::: Фрагмент текста :::

Loe raamatut: «Рижане»
Редактор Александр Карабчиевский
© Сима Крейнин, 2018
ISBN 978-5-4493-4722-0
Создано в интеллектуальной издательской системе Ridero
Автор этой книги, Сима (Суламифь) Крейнин, родилась в Риге (Латвия) в еврейской светской семье. Мать – Рива Тулбович – преподаватель истории в старших классах. Отец – Айзик Клисс – инженер-радиотехник. Родители перестали жить вместе еще до рождения девочки, официально развелись, когда Симе было шесть лет.
В 1975 году Сима окончила Рижский Политехнический институт (ныне Рижский Технический университет), работала инженером-конструктором в СКБХ – Специальное конструкторское бюро химизации, затем на Рижском радиозаводе им. Попова. Увлеклась изобретательством, изучала ТРИЗ – теорию решения изобретательских задач. Имеет несколько авторских свидетельств. Впоследствии преподавала ТРИЗ на курсах повышения квалификации в Риге, занималась РТВ – развитием творческого воображения у школьников. В соавторстве с коллегой написала книгу «От Незнайки до Сыроежкина» для детей школьного возраста.
В конце 1990 года вместе с семьей репатриировалась в Израиль. Работала контролером качества на различных металлообрабатывающих предприятиях. Написала книгу «Секретное оружие интеллекта» о преодолении психологической инерции, РТВ и ТРИЗ.
Замужем, имеет взрослую дочь.
В память о моей маме,
Тулбович Риве Соломоновне,
без которой не было бы ни меня,
ни этой книги.
Согласно данным переписи населения 1935 года в Латвии проживало 93 479 евреев.

::: Материал :::

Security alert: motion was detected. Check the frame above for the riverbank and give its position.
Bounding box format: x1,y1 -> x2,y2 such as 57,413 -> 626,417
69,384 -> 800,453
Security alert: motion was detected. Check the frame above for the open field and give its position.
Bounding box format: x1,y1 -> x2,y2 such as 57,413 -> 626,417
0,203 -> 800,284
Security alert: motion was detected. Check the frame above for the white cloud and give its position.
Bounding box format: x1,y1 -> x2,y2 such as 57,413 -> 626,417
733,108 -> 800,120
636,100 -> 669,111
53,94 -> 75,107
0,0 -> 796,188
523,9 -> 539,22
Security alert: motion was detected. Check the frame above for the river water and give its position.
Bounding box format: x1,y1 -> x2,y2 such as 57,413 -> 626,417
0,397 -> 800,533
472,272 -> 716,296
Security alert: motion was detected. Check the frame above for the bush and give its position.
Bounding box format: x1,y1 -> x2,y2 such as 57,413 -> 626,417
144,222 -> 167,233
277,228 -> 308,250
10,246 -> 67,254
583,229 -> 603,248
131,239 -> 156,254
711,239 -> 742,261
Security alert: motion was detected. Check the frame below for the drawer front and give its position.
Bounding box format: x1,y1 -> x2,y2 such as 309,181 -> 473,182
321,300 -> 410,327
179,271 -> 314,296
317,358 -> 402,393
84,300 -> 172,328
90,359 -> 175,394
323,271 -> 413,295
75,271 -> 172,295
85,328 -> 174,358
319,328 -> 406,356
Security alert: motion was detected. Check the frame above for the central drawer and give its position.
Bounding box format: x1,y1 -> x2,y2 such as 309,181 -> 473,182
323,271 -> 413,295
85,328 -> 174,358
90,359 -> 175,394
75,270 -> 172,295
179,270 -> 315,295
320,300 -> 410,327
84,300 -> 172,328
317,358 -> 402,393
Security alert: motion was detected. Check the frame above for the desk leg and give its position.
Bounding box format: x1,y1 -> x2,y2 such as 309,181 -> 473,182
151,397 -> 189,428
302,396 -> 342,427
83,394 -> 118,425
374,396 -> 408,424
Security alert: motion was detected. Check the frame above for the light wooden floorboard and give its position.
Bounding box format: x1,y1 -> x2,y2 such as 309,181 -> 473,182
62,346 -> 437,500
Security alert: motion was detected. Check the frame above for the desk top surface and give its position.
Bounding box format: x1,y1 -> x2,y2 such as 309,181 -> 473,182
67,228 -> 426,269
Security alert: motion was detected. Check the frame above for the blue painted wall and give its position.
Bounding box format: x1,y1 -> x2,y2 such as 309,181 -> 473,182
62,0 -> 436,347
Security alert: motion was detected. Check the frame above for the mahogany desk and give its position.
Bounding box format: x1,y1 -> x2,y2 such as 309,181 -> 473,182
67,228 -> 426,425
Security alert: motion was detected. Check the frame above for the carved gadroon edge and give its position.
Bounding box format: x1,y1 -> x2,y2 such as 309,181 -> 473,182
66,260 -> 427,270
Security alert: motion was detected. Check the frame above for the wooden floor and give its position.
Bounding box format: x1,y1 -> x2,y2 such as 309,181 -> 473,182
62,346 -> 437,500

:::

**Задание:**
Перепишите целиком фрагмент о книге «Рижане» и ее авторе, ничего в нем не меняя. Записи для этой работы не понадобятся.

**Результат:**
Loe raamatut: «Рижане»
Редактор Александр Карабчиевский
© Сима Крейнин, 2018
ISBN 978-5-4493-4722-0
Создано в интеллектуальной издательской системе Ridero
Автор этой книги, Сима (Суламифь) Крейнин, родилась в Риге (Латвия) в еврейской светской семье. Мать – Рива Тулбович – преподаватель истории в старших классах. Отец – Айзик Клисс – инженер-радиотехник. Родители перестали жить вместе еще до рождения девочки, официально развелись, когда Симе было шесть лет.
В 1975 году Сима окончила Рижский Политехнический институт (ныне Рижский Технический университет), работала инженером-конструктором в СКБХ – Специальное конструкторское бюро химизации, затем на Рижском радиозаводе им. Попова. Увлеклась изобретательством, изучала ТРИЗ – теорию решения изобретательских задач. Имеет несколько авторских свидетельств. Впоследствии преподавала ТРИЗ на курсах повышения квалификации в Риге, занималась РТВ – развитием творческого воображения у школьников. В соавторстве с коллегой написала книгу «От Незнайки до Сыроежкина» для детей школьного возраста.
В конце 1990 года вместе с семьей репатриировалась в Израиль. Работала контролером качества на различных металлообрабатывающих предприятиях. Написала книгу «Секретное оружие интеллекта» о преодолении психологической инерции, РТВ и ТРИЗ.
Замужем, имеет взрослую дочь.
В память о моей маме,
Тулбович Риве Соломоновне,
без которой не было бы ни меня,
ни этой книги.
Согласно данным переписи населения 1935 года в Латвии проживало 93 479 евреев.